> _EXTRACT TO READ_:

========================================

Leveraging the unique properties of copper radionuclides in combination with tumour-specific molecules to maximise precision, performance and accessibility of targeted radiotherapy and diagnostics

Optimizing Radiopharmaceuticals to Fight Cancer

Our proprietary CuTrace™ platform utilises the unique properties of copper radionuclides in combination with tumour-specific molecules to create therapeutic and diagnostic pairs with an improved safety and efficacy profile, favourable economics and a wide distribution radius.

How Do Our Radiopharmaceuticals Work?

We combine precise cancer-targeting molecules with either a diagnostic radionuclide (61Cu) or a therapeutic radionuclide (67Cu) to create highly safe and effective diagnostic and therapeutic pairs (theranostics) for a range of cancer indications with high medical need.

  • Targeted Radiotheranostics: Radionuclide, linker and ligand
  • Radionuclide – a copper radiometal positron emitter with the radiation either responsible for the image in a PET scan (diagnostic, 61Cu) or the destruction of tumour cells (therapeutic, 67Cu)

========================================

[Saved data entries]
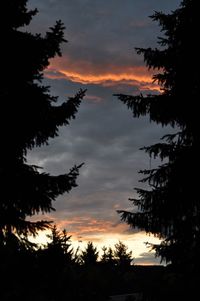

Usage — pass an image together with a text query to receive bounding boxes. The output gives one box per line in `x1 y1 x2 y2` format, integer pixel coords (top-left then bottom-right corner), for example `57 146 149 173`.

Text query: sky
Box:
28 0 180 264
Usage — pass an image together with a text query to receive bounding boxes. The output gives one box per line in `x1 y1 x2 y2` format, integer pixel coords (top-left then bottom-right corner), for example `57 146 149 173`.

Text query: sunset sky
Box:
28 0 180 264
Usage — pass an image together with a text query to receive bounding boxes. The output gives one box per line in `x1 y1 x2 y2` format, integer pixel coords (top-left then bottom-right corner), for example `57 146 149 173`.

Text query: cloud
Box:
27 0 179 262
45 62 160 91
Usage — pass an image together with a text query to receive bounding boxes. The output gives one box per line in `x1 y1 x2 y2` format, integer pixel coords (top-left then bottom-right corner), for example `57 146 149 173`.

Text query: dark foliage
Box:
0 0 84 240
115 0 200 268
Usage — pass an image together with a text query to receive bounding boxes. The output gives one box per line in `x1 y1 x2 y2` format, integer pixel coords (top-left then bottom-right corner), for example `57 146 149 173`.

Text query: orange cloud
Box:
45 58 160 91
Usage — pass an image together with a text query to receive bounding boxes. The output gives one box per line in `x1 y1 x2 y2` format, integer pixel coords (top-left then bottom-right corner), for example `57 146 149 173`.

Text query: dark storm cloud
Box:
28 0 179 262
30 80 172 221
29 0 180 67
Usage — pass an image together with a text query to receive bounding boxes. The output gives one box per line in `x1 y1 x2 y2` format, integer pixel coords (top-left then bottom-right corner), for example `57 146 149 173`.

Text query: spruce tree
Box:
115 0 200 266
0 0 84 240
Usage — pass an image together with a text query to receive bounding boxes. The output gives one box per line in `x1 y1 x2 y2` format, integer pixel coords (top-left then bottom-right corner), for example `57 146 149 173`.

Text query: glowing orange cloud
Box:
45 59 160 91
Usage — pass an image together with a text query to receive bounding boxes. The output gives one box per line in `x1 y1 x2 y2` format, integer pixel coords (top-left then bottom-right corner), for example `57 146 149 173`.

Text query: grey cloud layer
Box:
28 0 180 261
29 0 180 66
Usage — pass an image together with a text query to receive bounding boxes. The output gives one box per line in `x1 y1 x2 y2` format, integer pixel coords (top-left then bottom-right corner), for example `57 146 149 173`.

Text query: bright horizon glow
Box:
45 65 160 92
29 229 160 265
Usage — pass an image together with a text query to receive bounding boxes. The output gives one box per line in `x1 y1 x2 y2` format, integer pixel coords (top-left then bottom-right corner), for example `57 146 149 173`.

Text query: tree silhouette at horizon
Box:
0 0 85 246
117 0 200 269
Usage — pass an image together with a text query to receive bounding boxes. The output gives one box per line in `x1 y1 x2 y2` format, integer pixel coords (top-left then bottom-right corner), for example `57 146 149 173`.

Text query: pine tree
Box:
115 0 200 265
114 241 133 268
80 241 99 266
0 0 85 239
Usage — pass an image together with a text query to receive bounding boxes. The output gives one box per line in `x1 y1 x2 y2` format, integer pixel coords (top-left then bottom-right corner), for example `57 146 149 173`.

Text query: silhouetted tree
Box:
0 0 84 239
115 0 200 264
80 241 99 265
114 241 133 268
101 246 116 266
46 225 73 264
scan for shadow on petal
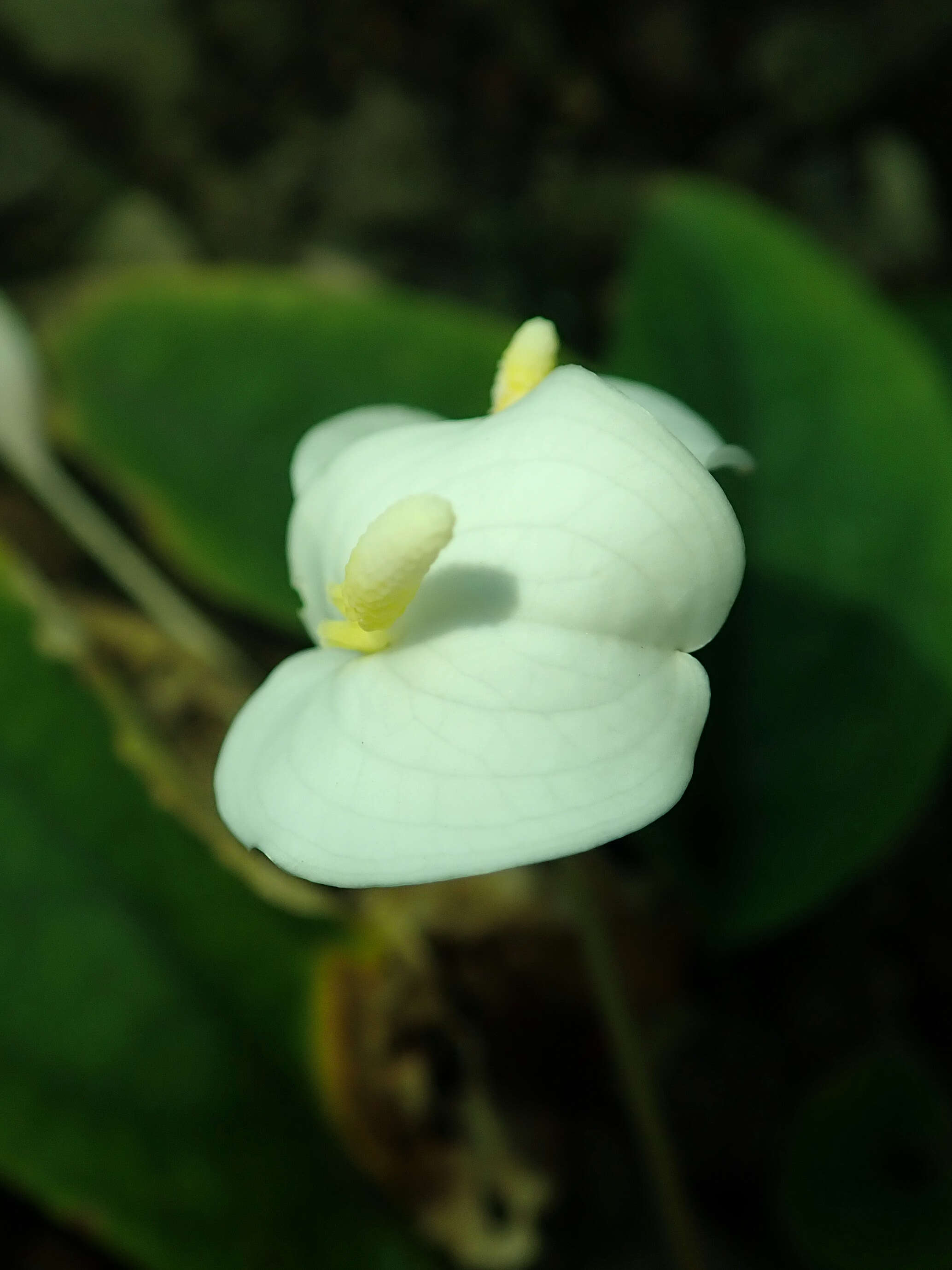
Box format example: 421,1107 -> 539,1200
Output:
393,564 -> 519,648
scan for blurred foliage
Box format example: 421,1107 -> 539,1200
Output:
783,1049 -> 952,1270
609,174 -> 952,937
0,560 -> 437,1270
44,283 -> 508,629
0,0 -> 952,1270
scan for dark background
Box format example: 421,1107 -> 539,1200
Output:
0,0 -> 952,1270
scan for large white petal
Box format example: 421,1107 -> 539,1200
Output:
602,375 -> 757,472
216,615 -> 708,887
291,405 -> 438,498
288,366 -> 744,650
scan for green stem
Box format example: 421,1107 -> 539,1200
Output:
560,853 -> 705,1270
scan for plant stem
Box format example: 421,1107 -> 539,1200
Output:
18,453 -> 257,691
560,853 -> 705,1270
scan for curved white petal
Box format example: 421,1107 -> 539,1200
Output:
602,375 -> 757,472
291,405 -> 439,498
288,366 -> 744,652
216,615 -> 708,887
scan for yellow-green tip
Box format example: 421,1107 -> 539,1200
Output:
492,318 -> 559,414
317,494 -> 456,653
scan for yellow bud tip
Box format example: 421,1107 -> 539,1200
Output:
317,494 -> 456,653
492,318 -> 559,414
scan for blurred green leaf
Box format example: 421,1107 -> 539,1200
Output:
903,292 -> 952,373
0,561 -> 428,1270
43,270 -> 510,625
781,1050 -> 952,1270
0,0 -> 193,100
609,180 -> 952,937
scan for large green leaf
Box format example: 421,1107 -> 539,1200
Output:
611,180 -> 952,936
48,270 -> 509,623
0,561 -> 437,1270
782,1050 -> 952,1270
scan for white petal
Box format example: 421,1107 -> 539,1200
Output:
288,366 -> 744,652
291,405 -> 439,498
216,620 -> 708,887
602,375 -> 757,472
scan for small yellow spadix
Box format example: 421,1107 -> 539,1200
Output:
317,494 -> 456,653
492,318 -> 559,414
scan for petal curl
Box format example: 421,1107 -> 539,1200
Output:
216,620 -> 708,887
602,375 -> 757,472
288,366 -> 744,652
291,405 -> 439,498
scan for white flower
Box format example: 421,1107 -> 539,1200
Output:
216,319 -> 749,887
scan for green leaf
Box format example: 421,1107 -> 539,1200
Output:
903,292 -> 952,373
611,180 -> 952,939
48,270 -> 510,626
782,1050 -> 952,1270
0,561 -> 429,1270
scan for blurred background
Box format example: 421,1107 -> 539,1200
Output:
0,0 -> 952,1270
0,0 -> 952,354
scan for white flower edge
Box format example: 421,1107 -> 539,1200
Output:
602,375 -> 757,474
216,367 -> 742,887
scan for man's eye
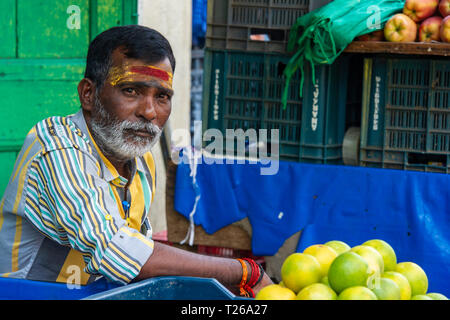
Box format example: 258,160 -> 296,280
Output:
159,93 -> 171,102
122,88 -> 137,96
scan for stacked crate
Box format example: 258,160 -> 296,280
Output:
360,57 -> 450,173
202,0 -> 356,164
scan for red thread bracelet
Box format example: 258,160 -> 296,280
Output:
237,258 -> 264,298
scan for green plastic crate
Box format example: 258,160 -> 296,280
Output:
360,57 -> 450,173
205,0 -> 314,53
202,49 -> 347,164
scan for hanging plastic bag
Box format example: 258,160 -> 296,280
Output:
282,0 -> 405,108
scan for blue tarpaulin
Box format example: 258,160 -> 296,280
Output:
175,158 -> 450,295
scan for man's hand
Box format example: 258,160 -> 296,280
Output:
253,272 -> 273,297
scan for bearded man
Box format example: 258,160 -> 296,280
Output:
0,26 -> 272,294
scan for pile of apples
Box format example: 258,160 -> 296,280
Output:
357,0 -> 450,43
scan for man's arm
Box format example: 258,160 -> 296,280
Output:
135,241 -> 272,294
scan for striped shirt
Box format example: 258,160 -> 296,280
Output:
0,110 -> 155,284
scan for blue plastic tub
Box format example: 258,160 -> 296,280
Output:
85,277 -> 244,300
0,277 -> 118,300
0,277 -> 243,300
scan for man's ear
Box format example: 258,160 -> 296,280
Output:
78,78 -> 96,111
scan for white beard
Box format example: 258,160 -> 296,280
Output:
91,95 -> 162,160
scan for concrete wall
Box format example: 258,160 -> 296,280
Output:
138,0 -> 192,238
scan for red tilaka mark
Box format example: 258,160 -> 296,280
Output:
130,67 -> 170,81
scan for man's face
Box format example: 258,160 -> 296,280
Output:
90,50 -> 173,160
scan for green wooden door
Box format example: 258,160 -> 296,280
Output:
0,0 -> 137,196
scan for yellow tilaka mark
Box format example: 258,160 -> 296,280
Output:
108,66 -> 173,89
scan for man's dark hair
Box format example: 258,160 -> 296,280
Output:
84,25 -> 175,90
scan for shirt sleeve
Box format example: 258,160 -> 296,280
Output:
25,148 -> 154,283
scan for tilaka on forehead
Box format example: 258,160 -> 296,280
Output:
110,66 -> 173,86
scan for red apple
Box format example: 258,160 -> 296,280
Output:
384,13 -> 417,42
419,16 -> 442,42
440,16 -> 450,43
356,30 -> 384,41
439,0 -> 450,18
403,0 -> 439,22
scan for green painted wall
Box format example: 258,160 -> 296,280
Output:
0,0 -> 137,196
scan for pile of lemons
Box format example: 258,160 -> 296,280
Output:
255,239 -> 448,300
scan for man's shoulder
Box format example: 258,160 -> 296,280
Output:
30,116 -> 90,153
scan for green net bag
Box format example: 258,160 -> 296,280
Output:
282,0 -> 405,108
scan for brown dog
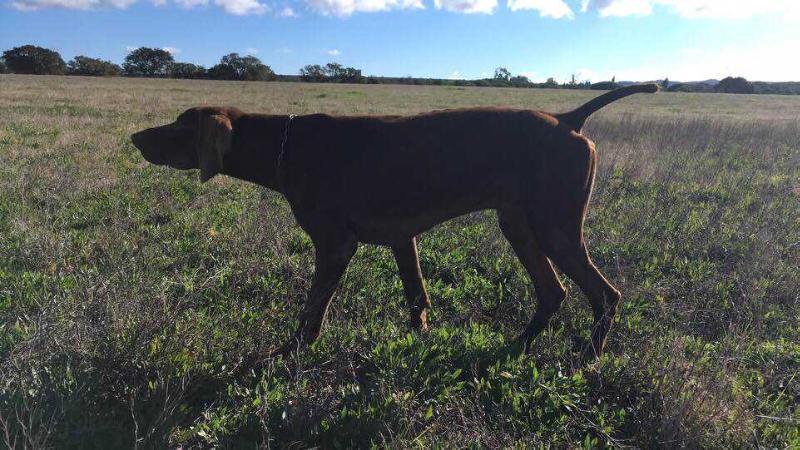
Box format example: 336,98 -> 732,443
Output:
131,84 -> 658,355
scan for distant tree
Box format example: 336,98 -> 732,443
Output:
339,67 -> 364,83
169,63 -> 206,80
322,62 -> 344,81
566,73 -> 578,89
714,77 -> 755,94
208,53 -> 277,81
3,45 -> 67,75
300,64 -> 326,83
67,55 -> 122,77
508,75 -> 531,87
589,80 -> 620,91
122,47 -> 175,77
494,67 -> 511,81
542,77 -> 558,89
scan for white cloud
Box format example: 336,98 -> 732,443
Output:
305,0 -> 425,17
10,0 -> 136,11
174,0 -> 208,9
581,0 -> 800,19
433,0 -> 497,14
277,6 -> 297,17
508,0 -> 575,19
214,0 -> 269,16
592,37 -> 800,81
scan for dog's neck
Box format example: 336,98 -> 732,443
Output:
222,114 -> 290,193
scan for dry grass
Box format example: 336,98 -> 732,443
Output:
0,75 -> 800,448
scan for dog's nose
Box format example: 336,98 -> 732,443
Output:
131,131 -> 144,150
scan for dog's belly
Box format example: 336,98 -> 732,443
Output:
348,195 -> 503,245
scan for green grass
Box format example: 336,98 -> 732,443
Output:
0,76 -> 800,448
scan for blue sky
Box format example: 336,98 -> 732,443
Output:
0,0 -> 800,81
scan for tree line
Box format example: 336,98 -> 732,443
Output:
0,45 -> 800,94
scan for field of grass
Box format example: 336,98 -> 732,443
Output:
0,75 -> 800,448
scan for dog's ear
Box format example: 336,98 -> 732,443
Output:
197,114 -> 233,183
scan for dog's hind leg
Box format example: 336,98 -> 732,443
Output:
392,238 -> 431,330
536,220 -> 621,356
497,211 -> 566,350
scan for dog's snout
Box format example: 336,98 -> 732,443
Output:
131,131 -> 144,150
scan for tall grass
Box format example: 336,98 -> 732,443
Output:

========================================

> _DESCRIPTION OF THE TASK_: From the passage on copper radiopharmaceuticals, list the components it names for targeted radiotheranostics.

> _EXERCISE RESPONSE_: Radionuclide, linker, and ligand